§ THE RECORDS:

* * *

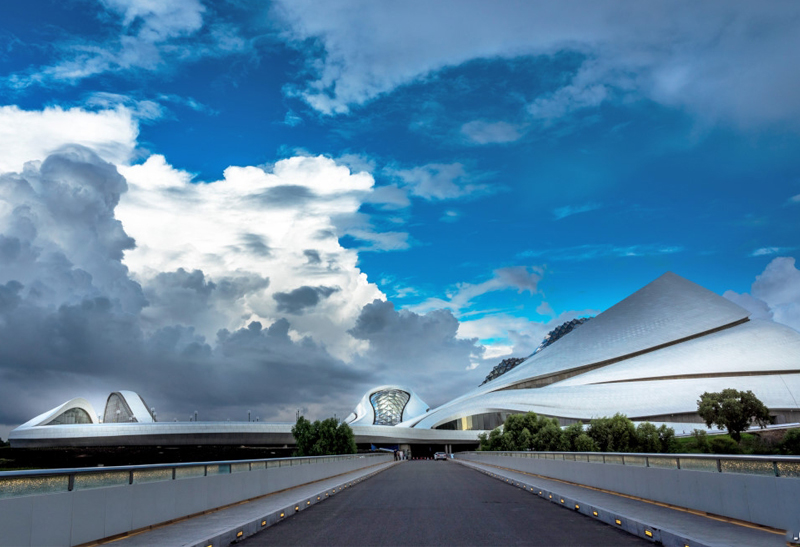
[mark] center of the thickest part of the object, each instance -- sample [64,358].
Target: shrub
[700,441]
[724,445]
[584,443]
[790,444]
[615,434]
[647,438]
[570,436]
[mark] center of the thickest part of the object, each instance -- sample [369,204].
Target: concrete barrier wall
[81,516]
[766,500]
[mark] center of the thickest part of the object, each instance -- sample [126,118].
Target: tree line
[322,438]
[614,434]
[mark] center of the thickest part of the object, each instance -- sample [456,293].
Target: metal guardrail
[48,481]
[775,466]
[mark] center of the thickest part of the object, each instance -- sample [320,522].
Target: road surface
[438,503]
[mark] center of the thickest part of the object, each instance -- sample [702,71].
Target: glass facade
[388,405]
[71,416]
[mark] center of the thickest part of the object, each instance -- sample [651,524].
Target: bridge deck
[439,503]
[219,528]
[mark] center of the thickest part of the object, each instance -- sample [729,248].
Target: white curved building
[649,357]
[74,411]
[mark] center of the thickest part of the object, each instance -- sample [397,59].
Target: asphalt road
[438,503]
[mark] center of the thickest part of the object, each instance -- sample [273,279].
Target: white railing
[775,466]
[47,481]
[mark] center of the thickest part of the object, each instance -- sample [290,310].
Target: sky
[235,205]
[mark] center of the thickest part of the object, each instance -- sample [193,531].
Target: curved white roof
[53,414]
[656,352]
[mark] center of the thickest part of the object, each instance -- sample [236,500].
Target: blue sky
[522,165]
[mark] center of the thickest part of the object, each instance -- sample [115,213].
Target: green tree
[700,441]
[570,436]
[493,441]
[647,438]
[724,445]
[584,443]
[667,437]
[615,434]
[732,410]
[305,435]
[549,437]
[323,438]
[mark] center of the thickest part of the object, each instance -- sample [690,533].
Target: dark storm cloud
[302,298]
[256,244]
[73,323]
[422,352]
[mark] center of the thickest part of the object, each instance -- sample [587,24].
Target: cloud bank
[221,296]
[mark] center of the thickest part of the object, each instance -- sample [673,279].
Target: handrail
[35,481]
[778,466]
[26,472]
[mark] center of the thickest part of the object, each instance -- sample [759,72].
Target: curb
[632,525]
[241,531]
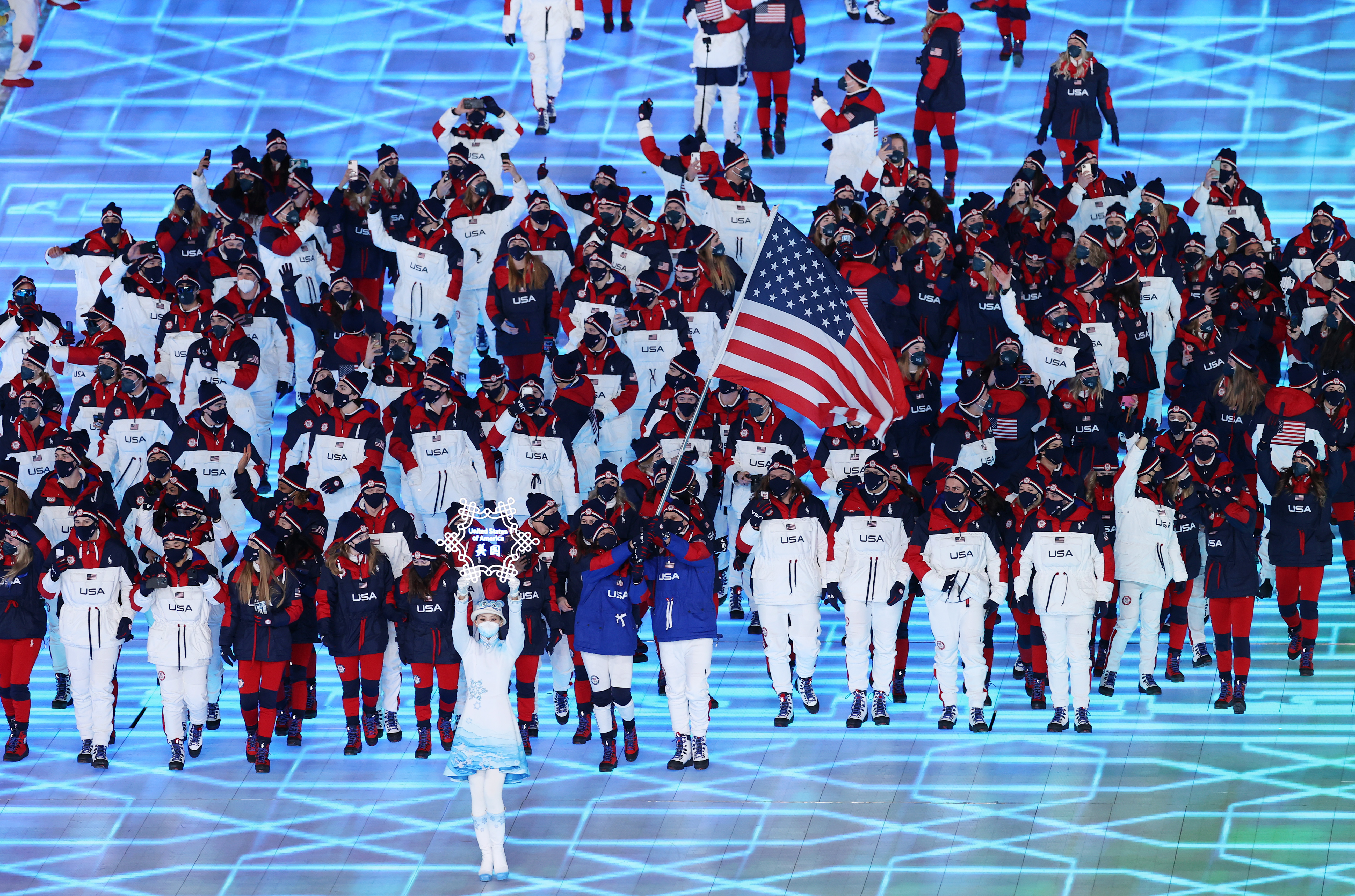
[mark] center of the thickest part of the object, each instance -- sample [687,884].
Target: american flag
[806,340]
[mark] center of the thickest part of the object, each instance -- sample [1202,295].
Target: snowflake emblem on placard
[518,543]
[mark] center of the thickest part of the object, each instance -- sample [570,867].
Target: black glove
[834,596]
[289,277]
[846,485]
[896,593]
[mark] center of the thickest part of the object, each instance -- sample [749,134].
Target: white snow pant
[182,689]
[687,671]
[1140,606]
[610,680]
[55,646]
[262,432]
[784,626]
[1066,643]
[25,29]
[548,70]
[959,629]
[391,668]
[91,685]
[705,105]
[872,623]
[471,311]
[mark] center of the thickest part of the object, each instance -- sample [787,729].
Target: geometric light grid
[1167,796]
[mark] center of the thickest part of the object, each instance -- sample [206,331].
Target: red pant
[17,660]
[1232,620]
[259,694]
[522,366]
[526,669]
[772,84]
[945,125]
[1297,589]
[368,668]
[371,291]
[448,677]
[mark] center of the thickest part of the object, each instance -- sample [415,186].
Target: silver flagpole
[720,357]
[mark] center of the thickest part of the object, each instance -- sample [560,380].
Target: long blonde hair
[22,558]
[246,581]
[335,550]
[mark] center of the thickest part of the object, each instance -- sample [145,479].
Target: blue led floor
[1167,796]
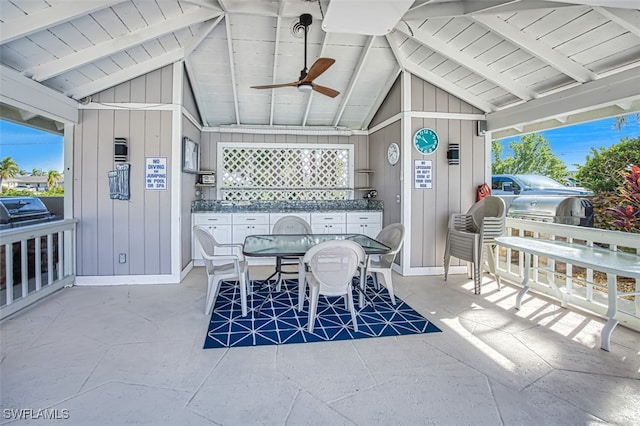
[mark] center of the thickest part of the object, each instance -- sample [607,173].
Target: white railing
[35,261]
[576,282]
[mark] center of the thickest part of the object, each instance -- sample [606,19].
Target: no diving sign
[156,173]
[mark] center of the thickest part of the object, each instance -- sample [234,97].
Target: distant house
[29,183]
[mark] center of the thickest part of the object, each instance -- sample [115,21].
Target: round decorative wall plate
[393,153]
[426,141]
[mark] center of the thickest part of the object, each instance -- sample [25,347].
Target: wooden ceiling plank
[232,67]
[611,90]
[325,37]
[354,79]
[621,17]
[382,94]
[535,48]
[470,62]
[85,56]
[125,75]
[50,17]
[447,86]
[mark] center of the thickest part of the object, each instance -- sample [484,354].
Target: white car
[533,185]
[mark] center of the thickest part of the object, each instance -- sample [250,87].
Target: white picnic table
[613,263]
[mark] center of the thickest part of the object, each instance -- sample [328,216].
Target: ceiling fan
[305,82]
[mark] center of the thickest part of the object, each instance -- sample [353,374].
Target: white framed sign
[156,174]
[423,174]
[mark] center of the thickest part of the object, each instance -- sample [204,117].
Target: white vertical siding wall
[454,187]
[140,227]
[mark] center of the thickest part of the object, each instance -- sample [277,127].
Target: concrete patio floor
[133,355]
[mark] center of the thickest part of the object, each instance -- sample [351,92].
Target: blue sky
[31,148]
[34,149]
[573,143]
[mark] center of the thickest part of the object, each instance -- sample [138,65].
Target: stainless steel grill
[556,209]
[22,211]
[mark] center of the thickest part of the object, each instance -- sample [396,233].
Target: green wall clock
[426,141]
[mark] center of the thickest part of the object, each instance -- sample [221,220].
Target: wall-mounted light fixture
[120,150]
[453,154]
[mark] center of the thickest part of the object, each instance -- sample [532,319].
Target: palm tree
[8,169]
[53,178]
[622,121]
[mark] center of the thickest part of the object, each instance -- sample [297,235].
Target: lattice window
[285,172]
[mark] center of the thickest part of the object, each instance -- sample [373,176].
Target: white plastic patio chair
[288,225]
[222,267]
[392,236]
[332,265]
[471,233]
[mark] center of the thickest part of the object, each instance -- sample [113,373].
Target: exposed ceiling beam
[623,4]
[354,79]
[469,62]
[195,89]
[620,17]
[49,17]
[436,80]
[477,8]
[75,60]
[579,118]
[394,50]
[232,67]
[382,94]
[466,8]
[448,86]
[535,48]
[126,74]
[197,93]
[325,36]
[611,90]
[193,44]
[276,49]
[203,3]
[136,70]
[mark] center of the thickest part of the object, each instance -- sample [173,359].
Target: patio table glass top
[298,244]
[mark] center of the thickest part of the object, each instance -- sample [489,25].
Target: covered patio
[118,334]
[117,355]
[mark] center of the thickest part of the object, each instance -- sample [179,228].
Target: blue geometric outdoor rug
[279,321]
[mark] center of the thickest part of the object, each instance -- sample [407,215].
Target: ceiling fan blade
[325,90]
[274,86]
[318,67]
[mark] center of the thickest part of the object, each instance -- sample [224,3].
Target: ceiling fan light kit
[305,82]
[305,88]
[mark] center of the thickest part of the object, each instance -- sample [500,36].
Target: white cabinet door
[366,223]
[274,217]
[329,228]
[368,229]
[249,224]
[240,232]
[328,223]
[219,225]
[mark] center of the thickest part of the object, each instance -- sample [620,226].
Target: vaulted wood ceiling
[505,57]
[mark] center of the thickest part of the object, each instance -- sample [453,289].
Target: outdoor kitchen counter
[208,206]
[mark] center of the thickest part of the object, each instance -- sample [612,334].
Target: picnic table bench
[612,263]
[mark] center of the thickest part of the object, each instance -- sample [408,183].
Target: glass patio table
[296,245]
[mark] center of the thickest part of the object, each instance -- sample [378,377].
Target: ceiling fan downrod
[305,21]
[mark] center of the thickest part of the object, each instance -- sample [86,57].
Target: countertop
[215,206]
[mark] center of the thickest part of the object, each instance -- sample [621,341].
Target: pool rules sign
[156,173]
[423,172]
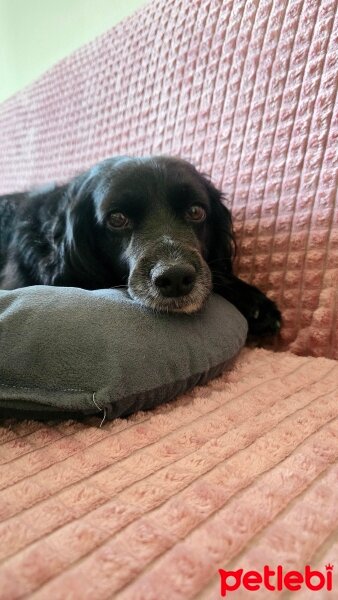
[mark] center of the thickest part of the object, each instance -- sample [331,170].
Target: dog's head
[154,224]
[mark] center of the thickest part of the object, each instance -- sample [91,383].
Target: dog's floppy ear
[221,242]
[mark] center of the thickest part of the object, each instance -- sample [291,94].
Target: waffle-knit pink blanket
[243,472]
[247,91]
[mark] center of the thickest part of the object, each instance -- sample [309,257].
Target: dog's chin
[189,304]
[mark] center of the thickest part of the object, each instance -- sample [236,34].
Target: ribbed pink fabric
[240,473]
[246,91]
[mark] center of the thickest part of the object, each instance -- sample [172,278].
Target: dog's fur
[67,236]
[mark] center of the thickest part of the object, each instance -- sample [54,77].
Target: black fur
[67,236]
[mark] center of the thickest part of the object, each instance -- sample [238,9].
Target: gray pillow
[69,351]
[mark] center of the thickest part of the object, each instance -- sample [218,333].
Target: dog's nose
[174,281]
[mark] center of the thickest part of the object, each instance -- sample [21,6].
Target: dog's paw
[264,318]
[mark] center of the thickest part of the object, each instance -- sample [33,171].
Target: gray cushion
[68,350]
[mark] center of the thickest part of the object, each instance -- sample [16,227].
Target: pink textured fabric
[240,473]
[246,91]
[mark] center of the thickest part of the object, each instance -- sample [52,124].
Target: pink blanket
[237,474]
[247,91]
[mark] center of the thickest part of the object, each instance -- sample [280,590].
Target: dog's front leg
[262,314]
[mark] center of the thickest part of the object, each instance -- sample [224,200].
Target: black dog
[154,225]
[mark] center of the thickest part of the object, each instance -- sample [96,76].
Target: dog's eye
[118,221]
[196,213]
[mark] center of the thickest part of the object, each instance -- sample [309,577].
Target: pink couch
[243,472]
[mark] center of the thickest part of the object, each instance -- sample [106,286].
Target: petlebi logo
[277,579]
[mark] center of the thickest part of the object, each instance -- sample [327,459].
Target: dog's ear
[221,242]
[82,251]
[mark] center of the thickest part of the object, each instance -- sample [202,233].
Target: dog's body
[154,225]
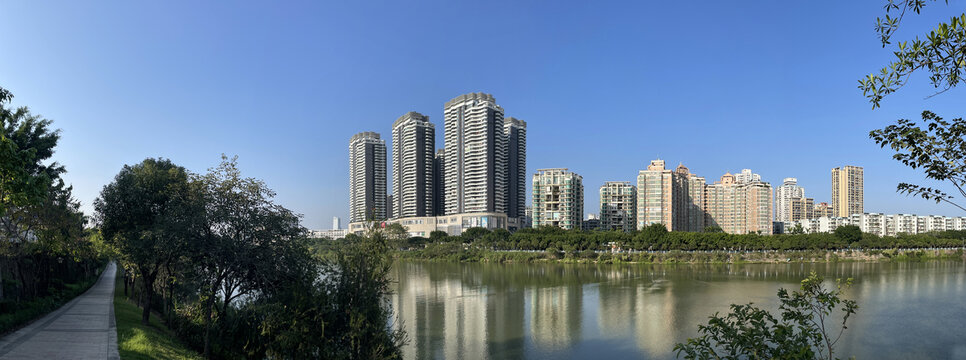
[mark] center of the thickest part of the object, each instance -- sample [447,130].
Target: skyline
[286,87]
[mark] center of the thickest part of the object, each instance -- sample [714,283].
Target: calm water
[554,311]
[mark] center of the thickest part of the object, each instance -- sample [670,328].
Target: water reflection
[501,311]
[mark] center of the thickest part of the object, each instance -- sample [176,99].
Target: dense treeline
[657,238]
[46,254]
[231,273]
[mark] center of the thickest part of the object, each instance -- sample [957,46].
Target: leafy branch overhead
[942,52]
[807,329]
[938,149]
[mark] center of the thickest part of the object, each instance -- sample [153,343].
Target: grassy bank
[14,315]
[452,252]
[137,341]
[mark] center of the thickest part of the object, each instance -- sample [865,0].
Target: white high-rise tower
[367,177]
[476,155]
[413,154]
[784,194]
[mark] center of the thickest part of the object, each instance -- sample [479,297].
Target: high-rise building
[413,147]
[746,176]
[655,199]
[439,183]
[515,131]
[801,208]
[739,208]
[822,209]
[784,194]
[694,198]
[847,191]
[367,177]
[666,197]
[618,206]
[591,223]
[476,155]
[558,198]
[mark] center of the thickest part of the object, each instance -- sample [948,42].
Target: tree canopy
[941,52]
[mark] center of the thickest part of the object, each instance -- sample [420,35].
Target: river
[907,310]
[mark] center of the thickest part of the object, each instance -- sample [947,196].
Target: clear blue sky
[604,86]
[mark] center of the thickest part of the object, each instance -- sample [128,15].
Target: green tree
[146,214]
[941,53]
[806,328]
[848,233]
[938,148]
[397,234]
[359,325]
[247,243]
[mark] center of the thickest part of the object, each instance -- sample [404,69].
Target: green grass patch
[137,341]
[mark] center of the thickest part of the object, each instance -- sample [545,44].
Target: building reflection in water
[495,311]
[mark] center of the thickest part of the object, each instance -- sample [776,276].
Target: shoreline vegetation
[139,341]
[656,245]
[470,255]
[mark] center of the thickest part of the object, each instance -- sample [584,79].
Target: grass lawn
[136,341]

* * *

§ OBJECTIVE:
Copy the lines verbatim, starting at the line containing "-- sample [776,276]." and continuing through the last line of the rows.

§ TASK RESULT:
[mark] center of the thickest part of the object, each instance -- sample [776,276].
Target: shoreline vegetation
[139,341]
[656,245]
[470,255]
[mark] center of the thickest part of the object, each instance -- sample [584,79].
Target: grass lawn
[136,341]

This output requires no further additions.